◆ Given passage ◆
Cox College  was a private women's college located in College Park, Georgia that operated from 1842 to 1934.

Cox College was originally called LaGrange Female Seminary in 1842 when it opened in LaGrange, Georgia. It changed names several times: to LaGrange Collegiate Seminary for Young Ladies in 1850, Southern and Western Female College in 1852, Southern Female College in 1854; and finally to Cox College by the 1890s. Part of the school moved to East Point, Georgia in the 1890s, however the main institution moved to Manchester, Georgia in 1895, which renamed itself College Park in 1896. By 1913 it was sometimes referred to as Cox College and Conservatory. It closed several times, including ten years between 1923 and 1933. It reopened one more time in 1933, but closed for a final time in 1934. Cox College’s closure effectively rendered the name of College Park a misnomer.

◆ Data shown ◆

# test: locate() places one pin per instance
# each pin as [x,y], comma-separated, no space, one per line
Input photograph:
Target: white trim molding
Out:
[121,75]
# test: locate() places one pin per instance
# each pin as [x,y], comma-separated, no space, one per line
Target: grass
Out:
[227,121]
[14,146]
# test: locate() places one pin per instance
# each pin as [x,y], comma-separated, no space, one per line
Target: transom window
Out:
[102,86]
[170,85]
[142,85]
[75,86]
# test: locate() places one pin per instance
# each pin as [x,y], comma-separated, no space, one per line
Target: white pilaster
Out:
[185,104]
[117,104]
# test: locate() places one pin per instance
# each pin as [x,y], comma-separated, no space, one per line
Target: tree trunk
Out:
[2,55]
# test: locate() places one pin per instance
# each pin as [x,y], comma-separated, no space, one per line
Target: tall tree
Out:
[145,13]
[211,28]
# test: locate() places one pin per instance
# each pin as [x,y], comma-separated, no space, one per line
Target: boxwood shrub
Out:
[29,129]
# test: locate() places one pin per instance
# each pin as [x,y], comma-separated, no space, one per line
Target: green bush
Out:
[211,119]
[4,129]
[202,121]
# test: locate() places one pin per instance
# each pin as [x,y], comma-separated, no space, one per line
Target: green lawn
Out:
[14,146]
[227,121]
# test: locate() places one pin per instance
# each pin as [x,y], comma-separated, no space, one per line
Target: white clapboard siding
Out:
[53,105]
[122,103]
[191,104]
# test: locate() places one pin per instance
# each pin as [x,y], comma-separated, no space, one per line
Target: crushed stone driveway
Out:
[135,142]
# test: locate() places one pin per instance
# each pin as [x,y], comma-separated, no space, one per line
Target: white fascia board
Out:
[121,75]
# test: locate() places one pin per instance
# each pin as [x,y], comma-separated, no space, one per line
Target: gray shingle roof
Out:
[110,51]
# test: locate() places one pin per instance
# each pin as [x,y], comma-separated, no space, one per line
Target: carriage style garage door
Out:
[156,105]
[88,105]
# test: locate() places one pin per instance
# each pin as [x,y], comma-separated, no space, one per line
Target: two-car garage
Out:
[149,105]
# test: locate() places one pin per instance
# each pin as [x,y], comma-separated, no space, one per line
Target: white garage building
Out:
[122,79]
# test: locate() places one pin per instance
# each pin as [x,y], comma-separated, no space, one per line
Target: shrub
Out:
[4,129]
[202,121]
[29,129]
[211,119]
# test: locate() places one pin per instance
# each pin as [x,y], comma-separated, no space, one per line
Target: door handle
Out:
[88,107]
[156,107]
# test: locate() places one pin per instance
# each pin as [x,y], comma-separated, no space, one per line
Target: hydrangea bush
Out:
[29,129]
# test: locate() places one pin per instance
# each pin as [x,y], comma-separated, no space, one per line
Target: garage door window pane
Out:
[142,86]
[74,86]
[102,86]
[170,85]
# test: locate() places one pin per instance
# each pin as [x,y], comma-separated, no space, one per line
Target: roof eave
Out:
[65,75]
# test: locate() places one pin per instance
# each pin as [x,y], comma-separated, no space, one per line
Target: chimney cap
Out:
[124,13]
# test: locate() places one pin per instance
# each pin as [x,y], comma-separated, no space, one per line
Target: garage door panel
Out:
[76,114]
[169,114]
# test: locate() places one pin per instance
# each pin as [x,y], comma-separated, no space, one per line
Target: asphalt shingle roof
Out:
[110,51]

◆ Required tasks ◆
1 > Answer these from the Cox College history:
(a) In what year did the school first open in LaGrange, Georgia?
(b) What name did the school take in 1852?
(c) What name did Manchester, Georgia adopt in 1896?
2 > Write the next part of the Cox College history, starting after its final sentence.

◆ Per-task outputs ◆
1 >
(a) 1842
(b) Southern and Western Female College
(c) College Park

2 >
Notable alumni
 Ruth Blair, first woman state historian of Georgia
 Lella A. Dillard (A. B. 1881), president of the Georgia Woman's Christian Temperance Union
 Ida Pruitt, social worker and writer on Sino-American relations
 Lucy May Stanton, artist known for her portrait miniatures, graduated in 1893

See also
 List of current and historical women's universities and colleges

References

Sources
 Early 1900s College Viewbook for Cox College, Westminster College
 Cox College and Conservatory, The Digital Library of Georgia

Educational institutions established in 1842
Educational institutions disestablished in 1934
Defunct private universities and colleges in Georgia (U.S. state)
Former women's universities and colleges in the United States
1842 establishments in Georgia (U.S. state)
1934 disestablishments in Georgia (U.S. state)
History of women in Georgia (U.S. state)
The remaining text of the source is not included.